- Text provided
0

I have a function that receives the name of a file as an argument. The idea is to read each word in the given file and save each one in a linked list (as a struct with a value and a pointer to the next struct). I could get it working for small files, but when I give a big .txt file I get a segmentation fault. Using gdb I could figure out that this happens at the while(fscanf(fi, "%s", value) != EOF){ line. For some reason when the file is bigger the fscanf() segfaults. As I could figure out the linked list part, here I pasted just enough code to compile and for you to see my problem.

So my question are: Why fscanf() segfauts with big .txt files (thousands of words), but not with small file (ten words)?

By the way, is there a better way to check for the end of the file?

Thanks in advance.

bool read(const char* file){
    // open file
    FILE* fi = fopen(file, "r"); //file is a variable that contains the name of the file to be opened
    if (fi == NULL)

- Data lines
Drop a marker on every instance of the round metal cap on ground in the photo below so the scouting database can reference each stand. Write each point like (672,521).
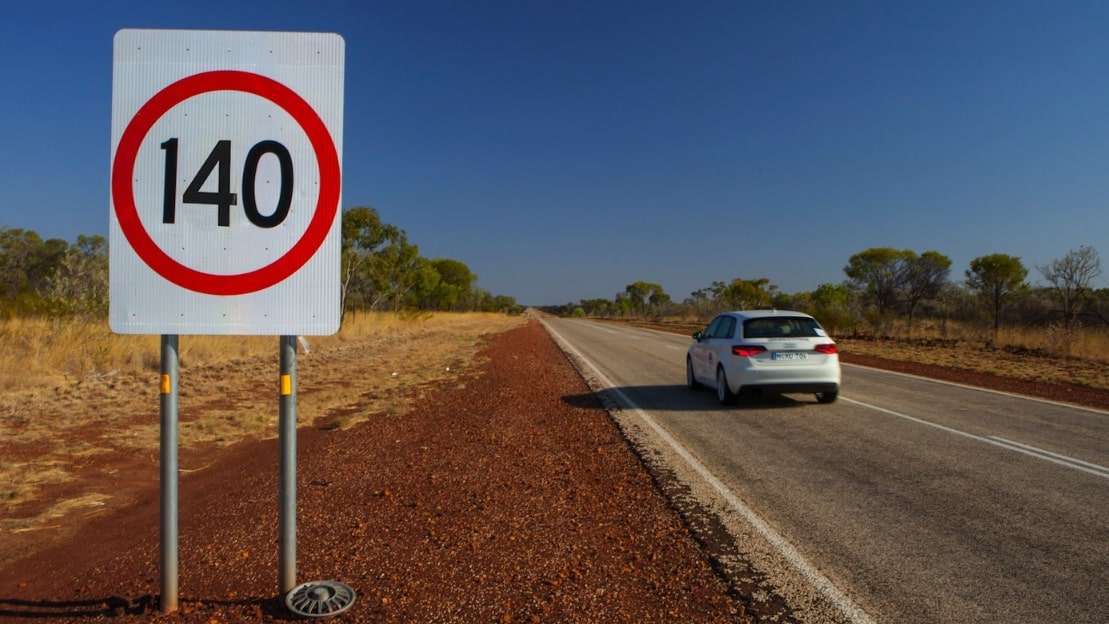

- Objective
Reproduce everything in the fscanf forum post from "I have a function" down to "of the file?". The data can be set aside, since nothing here depends on it.

- Answer below
I have a function that receives the name of a file as an argument. The idea is to read each word in the given file and save each one in a linked list (as a struct with a value and a pointer to the next struct). I could get it working for small files, but when I give a big .txt file I get a segmentation fault. Using gdb I could figure out that this happens at the while(fscanf(fi, "%s", value) != EOF){ line. For some reason when the file is bigger the fscanf() segfaults. As I could figure out the linked list part, here I pasted just enough code to compile and for you to see my problem.

So my question are: Why fscanf() segfauts with big .txt files (thousands of words), but not with small file (ten words)?

By the way, is there a better way to check for the end of the file?